DESCRIPTION OF THE TASK => Return every record exactly as written.

##### EXERCISE MATERIALS

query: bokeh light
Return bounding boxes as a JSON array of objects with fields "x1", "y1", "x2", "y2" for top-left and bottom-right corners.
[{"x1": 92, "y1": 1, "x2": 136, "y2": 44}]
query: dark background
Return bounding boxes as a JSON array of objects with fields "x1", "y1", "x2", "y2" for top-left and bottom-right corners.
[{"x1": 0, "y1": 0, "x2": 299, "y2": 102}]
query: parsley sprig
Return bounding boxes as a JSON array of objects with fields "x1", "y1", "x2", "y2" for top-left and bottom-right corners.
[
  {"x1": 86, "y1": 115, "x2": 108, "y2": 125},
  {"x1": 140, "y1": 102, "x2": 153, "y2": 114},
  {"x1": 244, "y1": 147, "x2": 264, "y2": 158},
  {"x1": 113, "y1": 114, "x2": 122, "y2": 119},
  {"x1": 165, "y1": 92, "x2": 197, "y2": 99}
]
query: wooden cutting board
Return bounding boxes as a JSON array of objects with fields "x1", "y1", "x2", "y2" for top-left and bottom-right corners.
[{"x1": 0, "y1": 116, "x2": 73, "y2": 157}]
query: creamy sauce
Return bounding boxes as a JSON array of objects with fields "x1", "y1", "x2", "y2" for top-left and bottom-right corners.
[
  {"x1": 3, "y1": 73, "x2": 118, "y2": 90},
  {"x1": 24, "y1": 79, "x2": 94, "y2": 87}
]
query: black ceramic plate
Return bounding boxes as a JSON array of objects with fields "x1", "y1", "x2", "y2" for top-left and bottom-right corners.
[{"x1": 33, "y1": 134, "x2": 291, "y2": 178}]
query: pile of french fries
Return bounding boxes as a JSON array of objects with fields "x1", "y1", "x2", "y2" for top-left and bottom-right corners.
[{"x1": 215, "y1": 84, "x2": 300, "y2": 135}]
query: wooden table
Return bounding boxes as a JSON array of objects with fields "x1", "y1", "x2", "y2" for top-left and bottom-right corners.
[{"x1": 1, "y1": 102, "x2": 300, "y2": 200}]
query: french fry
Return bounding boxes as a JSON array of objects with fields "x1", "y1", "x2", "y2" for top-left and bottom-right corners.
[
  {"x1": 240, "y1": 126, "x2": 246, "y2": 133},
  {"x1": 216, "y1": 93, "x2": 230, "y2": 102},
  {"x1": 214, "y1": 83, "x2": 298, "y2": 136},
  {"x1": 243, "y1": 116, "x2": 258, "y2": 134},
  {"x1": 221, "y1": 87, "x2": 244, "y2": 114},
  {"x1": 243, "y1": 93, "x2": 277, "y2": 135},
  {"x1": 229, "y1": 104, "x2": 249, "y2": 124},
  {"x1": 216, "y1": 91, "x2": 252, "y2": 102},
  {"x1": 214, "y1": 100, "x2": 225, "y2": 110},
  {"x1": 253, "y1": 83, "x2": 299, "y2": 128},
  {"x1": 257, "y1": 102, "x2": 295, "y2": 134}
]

##########

SOLUTION FOR THIS PROBLEM =>
query: bokeh light
Return bounding boxes as a JSON array of objects with fields "x1", "y1", "x2", "y2" for top-left and bottom-right corners.
[{"x1": 92, "y1": 1, "x2": 136, "y2": 44}]
query: dark background
Return bounding boxes as a JSON array of objects with fields "x1", "y1", "x2", "y2" for top-left and bottom-right corners.
[{"x1": 0, "y1": 0, "x2": 299, "y2": 102}]
query: parsley sprig
Return bounding boxes as a JSON array of objects with fields "x1", "y1", "x2", "y2" for top-left and bottom-right corners.
[
  {"x1": 86, "y1": 115, "x2": 108, "y2": 125},
  {"x1": 140, "y1": 102, "x2": 153, "y2": 114},
  {"x1": 244, "y1": 147, "x2": 264, "y2": 158},
  {"x1": 113, "y1": 114, "x2": 122, "y2": 119},
  {"x1": 165, "y1": 92, "x2": 197, "y2": 99}
]
query: wooden cutting board
Return bounding boxes as a JSON array of objects with fields "x1", "y1", "x2", "y2" for top-left and bottom-right corners.
[{"x1": 0, "y1": 116, "x2": 73, "y2": 157}]
query: creamy sauce
Return bounding boxes as a JSON array of objects with fields "x1", "y1", "x2", "y2" for top-left and bottom-right corners.
[
  {"x1": 3, "y1": 73, "x2": 118, "y2": 90},
  {"x1": 24, "y1": 79, "x2": 94, "y2": 87}
]
query: black ceramic plate
Return bounding boxes as a JSON array of objects with fields "x1", "y1", "x2", "y2" for top-left and bottom-right corners.
[{"x1": 33, "y1": 134, "x2": 291, "y2": 178}]
query: pile of french fries
Return bounding boxes as a JSON array of objects with fields "x1", "y1", "x2", "y2" for top-left and bottom-right corners.
[{"x1": 215, "y1": 84, "x2": 300, "y2": 135}]
query: wooden table
Return bounding boxes as a JSON array of objects with fields "x1", "y1", "x2", "y2" for top-left and bottom-right corners.
[{"x1": 1, "y1": 102, "x2": 300, "y2": 200}]
query: french fry
Return bounding boxes as a JSON array of objects with fields "x1", "y1", "x2", "y2" for top-left and bottom-right corners.
[
  {"x1": 240, "y1": 126, "x2": 246, "y2": 133},
  {"x1": 216, "y1": 93, "x2": 230, "y2": 102},
  {"x1": 214, "y1": 83, "x2": 298, "y2": 136},
  {"x1": 243, "y1": 116, "x2": 258, "y2": 134},
  {"x1": 221, "y1": 87, "x2": 244, "y2": 114},
  {"x1": 243, "y1": 93, "x2": 277, "y2": 135},
  {"x1": 229, "y1": 104, "x2": 249, "y2": 124},
  {"x1": 216, "y1": 91, "x2": 252, "y2": 102},
  {"x1": 214, "y1": 100, "x2": 225, "y2": 110},
  {"x1": 253, "y1": 83, "x2": 299, "y2": 128},
  {"x1": 257, "y1": 102, "x2": 295, "y2": 134}
]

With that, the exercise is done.